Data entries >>
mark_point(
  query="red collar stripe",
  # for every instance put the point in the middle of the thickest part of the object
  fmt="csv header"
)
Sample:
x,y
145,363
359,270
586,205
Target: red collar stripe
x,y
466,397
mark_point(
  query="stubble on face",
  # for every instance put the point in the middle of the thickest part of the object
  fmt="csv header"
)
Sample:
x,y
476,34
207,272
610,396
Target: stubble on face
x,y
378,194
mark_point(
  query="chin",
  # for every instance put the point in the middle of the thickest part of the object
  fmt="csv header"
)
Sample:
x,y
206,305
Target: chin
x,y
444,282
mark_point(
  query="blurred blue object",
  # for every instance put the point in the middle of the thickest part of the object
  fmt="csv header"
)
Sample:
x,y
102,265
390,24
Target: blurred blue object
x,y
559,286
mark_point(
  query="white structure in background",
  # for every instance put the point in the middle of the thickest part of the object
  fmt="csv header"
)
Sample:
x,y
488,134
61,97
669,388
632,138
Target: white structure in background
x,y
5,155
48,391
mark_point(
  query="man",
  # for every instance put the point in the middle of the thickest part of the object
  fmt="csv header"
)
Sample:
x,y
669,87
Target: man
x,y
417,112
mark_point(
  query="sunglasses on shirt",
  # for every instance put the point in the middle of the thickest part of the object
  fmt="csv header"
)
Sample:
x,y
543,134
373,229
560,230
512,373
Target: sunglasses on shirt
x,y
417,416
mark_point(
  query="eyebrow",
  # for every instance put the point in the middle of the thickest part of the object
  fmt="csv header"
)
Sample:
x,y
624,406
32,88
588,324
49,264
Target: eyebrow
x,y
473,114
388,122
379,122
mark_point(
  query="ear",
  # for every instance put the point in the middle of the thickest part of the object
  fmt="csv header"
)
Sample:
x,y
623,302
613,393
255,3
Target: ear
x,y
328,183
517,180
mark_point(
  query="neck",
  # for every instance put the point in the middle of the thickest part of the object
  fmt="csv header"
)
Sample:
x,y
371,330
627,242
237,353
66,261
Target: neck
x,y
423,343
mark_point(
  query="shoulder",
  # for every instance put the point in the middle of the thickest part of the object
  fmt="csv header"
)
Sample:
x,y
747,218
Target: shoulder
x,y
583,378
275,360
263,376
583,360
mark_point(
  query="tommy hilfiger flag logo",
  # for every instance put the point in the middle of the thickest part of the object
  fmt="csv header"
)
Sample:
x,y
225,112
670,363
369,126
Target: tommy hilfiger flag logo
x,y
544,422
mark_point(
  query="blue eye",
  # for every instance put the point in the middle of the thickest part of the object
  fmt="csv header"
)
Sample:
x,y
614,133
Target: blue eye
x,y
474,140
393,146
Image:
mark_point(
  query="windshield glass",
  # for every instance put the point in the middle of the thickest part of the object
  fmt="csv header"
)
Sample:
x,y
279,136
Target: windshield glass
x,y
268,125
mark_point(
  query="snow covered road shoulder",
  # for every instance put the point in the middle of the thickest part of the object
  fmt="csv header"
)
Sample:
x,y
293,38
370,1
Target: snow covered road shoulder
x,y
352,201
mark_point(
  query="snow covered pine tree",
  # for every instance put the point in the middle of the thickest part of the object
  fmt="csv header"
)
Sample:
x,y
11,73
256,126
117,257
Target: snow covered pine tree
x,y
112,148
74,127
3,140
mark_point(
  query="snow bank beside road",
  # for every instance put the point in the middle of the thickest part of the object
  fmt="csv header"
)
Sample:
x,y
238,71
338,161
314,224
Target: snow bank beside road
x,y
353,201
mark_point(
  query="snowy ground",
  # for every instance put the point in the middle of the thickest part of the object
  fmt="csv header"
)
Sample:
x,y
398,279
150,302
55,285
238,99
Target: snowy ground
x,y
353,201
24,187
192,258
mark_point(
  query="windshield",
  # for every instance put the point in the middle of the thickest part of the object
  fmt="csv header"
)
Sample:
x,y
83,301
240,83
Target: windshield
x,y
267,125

What you need to do >> Reproduce each entry from the records above, character for character.

Task solution >>
mark_point(
  query="red collar stripe",
  # for every instance put the point in the middle of the thickest part of the object
  fmt="csv header"
)
Sample:
x,y
145,363
359,270
586,205
Target: red collar stripe
x,y
466,397
mark_point(
  query="stubble on face",
  # for every instance put the point in the middle of the thickest part of the object
  fmt="csv header"
)
Sample:
x,y
476,34
207,272
610,396
Target: stubble on face
x,y
378,194
mark_point(
  query="chin",
  # for every instance put the point in the middle of the thickest part of the object
  fmt="csv header"
)
Sample:
x,y
206,305
Target: chin
x,y
444,282
mark_point(
  query="blurred blue object",
  # for every instance put the point in the middle of the thickest part of the object
  fmt="csv header"
)
Sample:
x,y
102,265
390,24
Target: blurred blue object
x,y
559,286
mark_point(
  query="white structure in background",
  # for every instance put the point in the middle of the thickest part of the object
  fmt="csv header"
)
Sample:
x,y
488,134
61,97
669,388
632,138
Target: white structure in background
x,y
5,155
48,391
mark_point(
  query="man",
  # for every instance put the point in the middle of the thickest part of the object
  fmt="csv header"
)
Sample:
x,y
669,87
Target: man
x,y
417,112
mark_point(
  query="sunglasses on shirt",
  # for every instance put the point in the middle of the thickest part of the object
  fmt="csv header"
)
Sample:
x,y
543,134
373,229
560,230
512,373
Target: sunglasses on shirt
x,y
417,416
mark_point(
  query="eyebrow",
  # for every instance put the point in the middle of the thickest part of the object
  fmt="csv header"
)
Sample:
x,y
624,406
32,88
588,324
49,264
Target: eyebrow
x,y
473,114
388,122
379,122
mark_point(
  query="ear",
  # for every instance put the point in the middle of the thickest part of the object
  fmt="csv header"
)
Sample:
x,y
623,302
613,393
255,3
Target: ear
x,y
328,183
517,180
mark_point(
  query="neck",
  # for every instance put the point in the middle of the thickest part of the object
  fmt="csv header"
)
Sample:
x,y
371,330
627,242
237,353
66,261
Target: neck
x,y
423,343
mark_point(
  query="shoulder",
  # for every instance put the point in the middle of the thickest part of the object
  fmt="csv header"
)
Sample:
x,y
747,218
Target: shoulder
x,y
583,378
275,360
263,376
583,360
mark_point(
  query="tommy hilfiger flag logo",
  # for every instance put the point in the middle of the thickest part of the object
  fmt="csv header"
)
Sample:
x,y
225,112
670,363
369,126
Target: tommy hilfiger flag logo
x,y
544,422
mark_point(
  query="blue eye",
  # for every instance put the point in the middle of the thickest part of the object
  fmt="csv header"
)
Sample:
x,y
614,133
Target: blue eye
x,y
474,140
393,146
Image:
mark_point(
  query="windshield glass",
  # for every instance put the point in the middle of the thickest part of the object
  fmt="csv header"
)
Sample:
x,y
279,136
Target: windshield glass
x,y
268,125
mark_point(
  query="snow covered road shoulder",
  # for every instance put the point in the middle of the thickest part of the object
  fmt="csv header"
)
Sample:
x,y
293,38
370,1
Target: snow covered road shoulder
x,y
352,201
mark_point(
  query="snow covered pine tree",
  # for every instance put the point in the middle of the thickest part of the object
  fmt="csv header"
)
Sample:
x,y
11,73
256,126
117,257
Target: snow covered pine tree
x,y
112,148
74,127
3,140
mark_point(
  query="snow bank beside road",
  # for every instance put the point in the middle of the thickest part of the object
  fmt="csv header"
)
Sample:
x,y
238,71
338,161
314,224
Target: snow bank beside road
x,y
353,201
mark_point(
  query="snowy ground",
  # for every instance put the point in the middle of the thickest part of the object
  fmt="csv header"
)
Sample:
x,y
398,279
150,302
55,285
238,99
Target: snowy ground
x,y
353,201
24,187
192,258
mark_point(
  query="windshield",
  # for every instance put the point in the middle of the thickest part of the object
  fmt="csv header"
)
Sample:
x,y
83,301
240,83
Target: windshield
x,y
267,125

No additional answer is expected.